LaTeX to HTML to CANVAS, with LaTeXML.
Workflow
1. Introduction
These notes available at [14] show how to convert a complex LaTeX file to HMTL by LaTeXML and later use it in CANVAS with the purpose of making the content accessible to users with visual impairment. Below we refer to CANVAS Ally Accessibility tool accessibility score as CAA, and these notes as well as the associated example receive high CAA.
1.1. Motivation
As well known, the PDF files created from LaTeX directly are not accessible, in general, unless they have no math content (see [12] for more information how to make PDF from such LaTeX files accessible).
Workarounds to this issue are possible, as tested and reported by several colleagues. These workarounds might involve additional (manual) conversion steps such as from PDF to Word documents, or the use of third party software such as github actions. One can also use tools such as CANVAS Rich Text Editor (for allowable math content). These steps might work very well for courses where only one formula at a time would need to be rendered, or for content creators satisfied with learning a new tool or depending on the third party software.
However, these manual tasks do not allow the reverse compatibility back to LaTeX and thus may not easily allow reuse of the CANVAS content in the future courses. They also do not support the reuse of legacy or new LaTeX documents with complex structure, a trademark of LaTeX in the form of theorem-like environments, automatic referencing, rich equation writing compatibility, and similar flexibility appreciated by the many LaTeX users. Finally, the author prefers to not be dependent on third party software.
The author has compiled these notes for her own reference. We sincerely hope that as new accessibility tools continue to be developed and tested, these notes might become obsolete. I hope that day comes soon. For now, read on.
1.2. About this document.
In this document we show the steps and test some LaTeX style elements for class notes with mathematical content converted to HTML to be uploaded to CANVAS. These might be useful for those who create LaTeX documents with multiple structured equations, theorems and proofs, tables, and graphics. We do not claim to test a full picture of the mathematical topic or to the slew of possibilities that LaTeX or LaTeXML offer.
1.3. Basic information.
- (1)
- (2)
-
(3)
LaTeXML is specifically designed to produce semantic HTML5 from LaTeX, rather than just reproducing the visual layout. It aims to preserve the structural and semantic meaning of the document, making it suitable for accessibility, search, and machine-readable applications.
- (4)
-
(5)
Once you produce your HTML (and other) files, you can upload these to CANVAS, or copy their content to CANVAS. See Section 2.4 for these two modes.
Generally, CANVAS finds the HTML version of this document accessible with a high CAA. One can also use various screen readers to interpret this document. See Section 1.4 for more.
Throughout the document, I make some recommendations.
1.4. CANVAS and other accessibility tools
CANVAS provides various tools to test and support accessibility. See, in particular, [1] (Access to CANVAS might be required).
In particular, we use CANVAS Ally Accessibility tool. The score assigned by this tool to your CANVAS content (page, html file, other files) is abbreviated below as CAA score.

----------------------------------------

## Objective
Can you reproduce, word for word, everything in the LaTeXML notes above from "1.4. CANVAS and" down to "as CAA score."?

----------------------------------------

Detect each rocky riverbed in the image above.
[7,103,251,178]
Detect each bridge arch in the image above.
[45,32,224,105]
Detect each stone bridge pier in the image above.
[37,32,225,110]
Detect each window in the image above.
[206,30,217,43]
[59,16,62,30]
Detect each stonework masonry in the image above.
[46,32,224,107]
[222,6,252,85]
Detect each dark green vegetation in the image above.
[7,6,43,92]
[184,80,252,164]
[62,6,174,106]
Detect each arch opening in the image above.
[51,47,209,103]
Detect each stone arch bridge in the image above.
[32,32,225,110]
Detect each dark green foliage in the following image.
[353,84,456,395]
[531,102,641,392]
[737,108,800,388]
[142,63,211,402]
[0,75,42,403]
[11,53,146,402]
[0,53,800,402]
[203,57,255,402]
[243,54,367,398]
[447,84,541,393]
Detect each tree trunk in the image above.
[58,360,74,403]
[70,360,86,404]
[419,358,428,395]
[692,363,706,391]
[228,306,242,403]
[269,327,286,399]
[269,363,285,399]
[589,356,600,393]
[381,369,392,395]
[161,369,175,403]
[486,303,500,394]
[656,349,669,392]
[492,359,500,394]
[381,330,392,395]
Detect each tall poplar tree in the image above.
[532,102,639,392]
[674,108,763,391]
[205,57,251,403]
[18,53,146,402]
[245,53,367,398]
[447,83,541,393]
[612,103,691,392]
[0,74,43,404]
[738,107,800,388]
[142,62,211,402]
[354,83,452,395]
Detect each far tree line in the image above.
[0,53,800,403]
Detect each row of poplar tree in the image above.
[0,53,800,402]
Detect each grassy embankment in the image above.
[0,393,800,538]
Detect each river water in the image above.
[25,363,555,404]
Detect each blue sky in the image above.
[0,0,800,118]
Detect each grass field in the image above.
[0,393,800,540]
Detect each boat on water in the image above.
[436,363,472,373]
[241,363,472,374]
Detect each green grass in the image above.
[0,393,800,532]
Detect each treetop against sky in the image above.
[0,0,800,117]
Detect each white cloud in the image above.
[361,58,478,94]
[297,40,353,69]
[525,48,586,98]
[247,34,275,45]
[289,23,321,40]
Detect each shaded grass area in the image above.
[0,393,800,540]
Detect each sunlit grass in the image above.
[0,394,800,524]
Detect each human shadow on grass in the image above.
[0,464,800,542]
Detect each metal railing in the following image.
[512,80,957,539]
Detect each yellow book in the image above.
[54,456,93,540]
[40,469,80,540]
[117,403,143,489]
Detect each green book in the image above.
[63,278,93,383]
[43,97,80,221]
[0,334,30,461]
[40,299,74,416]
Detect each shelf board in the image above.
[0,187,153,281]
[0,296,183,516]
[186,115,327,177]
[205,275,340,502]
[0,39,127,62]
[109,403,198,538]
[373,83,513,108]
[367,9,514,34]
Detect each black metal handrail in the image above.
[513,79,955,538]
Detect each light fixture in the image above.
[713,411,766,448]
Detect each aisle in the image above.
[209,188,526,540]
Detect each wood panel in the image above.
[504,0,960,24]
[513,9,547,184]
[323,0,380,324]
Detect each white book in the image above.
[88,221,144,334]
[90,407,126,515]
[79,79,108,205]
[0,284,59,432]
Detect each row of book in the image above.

----------------------------------------

## Correct result
1.4. CANVAS and other accessibility tools
CANVAS provides various tools to test and support accessibility. See, in particular, [1] (Access to CANVAS might be required).
In particular, we use CANVAS Ally Accessibility tool. The score assigned by this tool to your CANVAS content (page, html file, other files) is abbreviated below as CAA score.